Aim of the task ▸
Write out the data exactly, please, and omit the pictures.

[Material supplied — start]

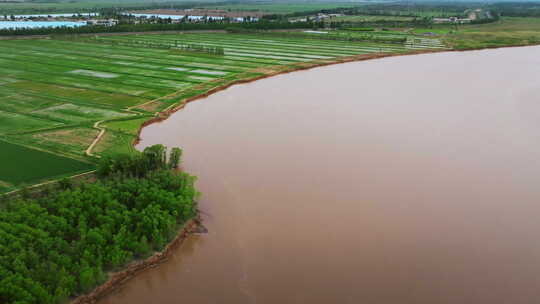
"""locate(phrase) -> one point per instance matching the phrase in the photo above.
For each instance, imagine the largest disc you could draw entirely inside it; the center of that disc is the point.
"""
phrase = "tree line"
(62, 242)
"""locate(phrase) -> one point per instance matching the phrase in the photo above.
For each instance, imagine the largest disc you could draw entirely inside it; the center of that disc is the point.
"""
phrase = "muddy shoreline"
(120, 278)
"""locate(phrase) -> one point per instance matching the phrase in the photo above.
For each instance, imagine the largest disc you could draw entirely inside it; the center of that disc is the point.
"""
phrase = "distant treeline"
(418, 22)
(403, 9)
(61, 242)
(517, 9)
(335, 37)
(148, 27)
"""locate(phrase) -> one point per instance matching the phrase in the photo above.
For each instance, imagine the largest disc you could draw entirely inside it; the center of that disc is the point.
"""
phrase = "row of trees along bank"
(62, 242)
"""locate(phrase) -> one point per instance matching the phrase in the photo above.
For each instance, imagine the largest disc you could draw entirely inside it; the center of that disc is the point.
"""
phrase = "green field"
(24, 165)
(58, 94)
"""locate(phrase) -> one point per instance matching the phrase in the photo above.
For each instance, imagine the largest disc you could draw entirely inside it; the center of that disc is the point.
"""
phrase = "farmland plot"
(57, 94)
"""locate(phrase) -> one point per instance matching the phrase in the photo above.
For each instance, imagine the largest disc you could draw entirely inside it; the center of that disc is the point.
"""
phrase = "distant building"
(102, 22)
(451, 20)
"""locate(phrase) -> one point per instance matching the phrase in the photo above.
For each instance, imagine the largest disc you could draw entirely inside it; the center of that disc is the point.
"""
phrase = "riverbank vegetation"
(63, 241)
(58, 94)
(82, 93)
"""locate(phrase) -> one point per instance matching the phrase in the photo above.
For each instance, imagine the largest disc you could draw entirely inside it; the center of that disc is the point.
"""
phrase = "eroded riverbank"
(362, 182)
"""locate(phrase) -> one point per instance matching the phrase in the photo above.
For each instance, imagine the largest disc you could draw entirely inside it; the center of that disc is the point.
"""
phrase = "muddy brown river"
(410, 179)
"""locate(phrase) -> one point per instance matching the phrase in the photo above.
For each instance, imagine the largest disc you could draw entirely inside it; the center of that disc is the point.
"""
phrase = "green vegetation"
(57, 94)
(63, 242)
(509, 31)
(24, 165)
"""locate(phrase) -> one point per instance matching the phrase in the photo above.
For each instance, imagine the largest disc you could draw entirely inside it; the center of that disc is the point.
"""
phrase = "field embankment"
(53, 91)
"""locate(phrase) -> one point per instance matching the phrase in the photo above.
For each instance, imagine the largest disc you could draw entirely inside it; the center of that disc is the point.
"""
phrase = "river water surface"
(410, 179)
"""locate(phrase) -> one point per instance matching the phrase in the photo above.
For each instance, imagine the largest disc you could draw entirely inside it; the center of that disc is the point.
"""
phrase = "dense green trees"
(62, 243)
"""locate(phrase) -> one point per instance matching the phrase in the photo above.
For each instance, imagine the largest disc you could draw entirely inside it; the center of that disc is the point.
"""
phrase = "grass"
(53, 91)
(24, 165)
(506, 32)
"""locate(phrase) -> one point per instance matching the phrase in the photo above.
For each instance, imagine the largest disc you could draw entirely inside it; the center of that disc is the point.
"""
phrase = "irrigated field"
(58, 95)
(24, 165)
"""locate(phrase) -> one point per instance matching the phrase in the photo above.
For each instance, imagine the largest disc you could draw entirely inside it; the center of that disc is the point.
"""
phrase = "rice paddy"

[Material supplied — finish]

Expected answer ▸
"""locate(phrase) -> one point per instance matching the phrase in the photo above.
For each instance, imagine the largest disc you could draw entirely inside it; the center of that disc is the point.
"""
phrase = "tree line"
(62, 242)
"""locate(phrase) -> one point per instance matching the phrase in the photo above.
For each instance, imagine the largest disc you could draw entirely inside it; the center of that disc is the point.
"""
phrase = "muddy shoreline"
(120, 278)
"""locate(phrase) -> one point per instance matching the phrase in the photo above.
For each instance, imagine the largest disc you could draw entirely inside it; the center of that disc is the point.
"""
phrase = "distant treeline"
(418, 22)
(403, 9)
(61, 242)
(517, 9)
(335, 37)
(148, 27)
"""locate(phrase) -> one point per instance matching the phrase in the photo above.
For each instance, imagine the largest disc you could draw entirely inside it; the center of that disc is the point.
"""
phrase = "row of trees along bank"
(62, 242)
"""locate(phrase) -> one point per instance matching the phrase in the photo above.
For each instance, imagine the largest disc you could draw entirely inside it; the center of that disc is the point.
"""
phrase = "green field"
(24, 165)
(58, 94)
"""locate(phrase) -> one point per instance matching the phrase in the photo above.
For each instance, imagine the largest disc you could draw entirely inside it; the center of that disc is the point.
"""
phrase = "farmland plot"
(57, 94)
"""locate(phrase) -> one point per instance matching the phrase in the photo above.
For each instance, imagine the largest disc you could draw entirely inside it; the center of that disc is the point.
"""
phrase = "distant building"
(102, 22)
(451, 20)
"""locate(phrase) -> one point per instance matching the phrase in the photo above.
For each instance, imagine the largest disc you could draw entirely inside it; the center of that disc is the point.
"""
phrase = "riverbank vegetation"
(63, 241)
(58, 94)
(82, 93)
"""locate(phrase) -> one point per instance matching the phrase in the photo above.
For each instance, imagine the largest disc you could draw entirely inside it; the center of that disc is the point.
"""
phrase = "eroded riverbank"
(362, 182)
"""locate(phrase) -> one point per instance matching the phrase in the photo above.
For each instance, imagine the largest disc you could draw entirely inside it; the center of that disc is the point.
"""
phrase = "muddy brown river"
(410, 179)
"""locate(phrase) -> one point per instance matching the phrase in the photo above.
For each instance, imagine the largest disc you could draw entirely inside it; the center of that disc is the point.
"""
phrase = "green vegetation"
(57, 94)
(63, 242)
(509, 31)
(24, 165)
"""locate(phrase) -> one point per instance matching the phrase in the photo above.
For each instance, imagine the largest disc you could draw entirely inside it; the center of that disc is the point.
"""
phrase = "field embankment"
(53, 91)
"""locate(phrase) -> one point per instance matching the phrase in the photo above.
For each instance, imagine the largest disc you could draw entirely inside it; the center of that disc is the point.
"""
phrase = "river water surface"
(410, 179)
"""locate(phrase) -> one point per instance matching the phrase in the photo above.
For each instance, imagine the largest disc you could draw entirely inside it; the center of that disc is the point.
"""
phrase = "dense green trees"
(62, 243)
"""locate(phrase) -> one point per instance matching the phrase in the photo above.
For each instance, imagine the largest disc you could draw entirely inside it; the center of that disc is the point.
"""
phrase = "grass"
(53, 91)
(24, 165)
(506, 32)
"""locate(phrase) -> one point per instance matching the phrase in the photo above.
For each instance, imagine the largest disc you could draw entirely inside it; the center of that disc is the point.
"""
phrase = "irrigated field"
(58, 95)
(24, 165)
"""locate(phrase) -> one point per instance matching the phrase in the photo above.
For each instance, imagine the largest disc you could draw entirely inside it; the center of that disc is the point.
"""
phrase = "rice paddy"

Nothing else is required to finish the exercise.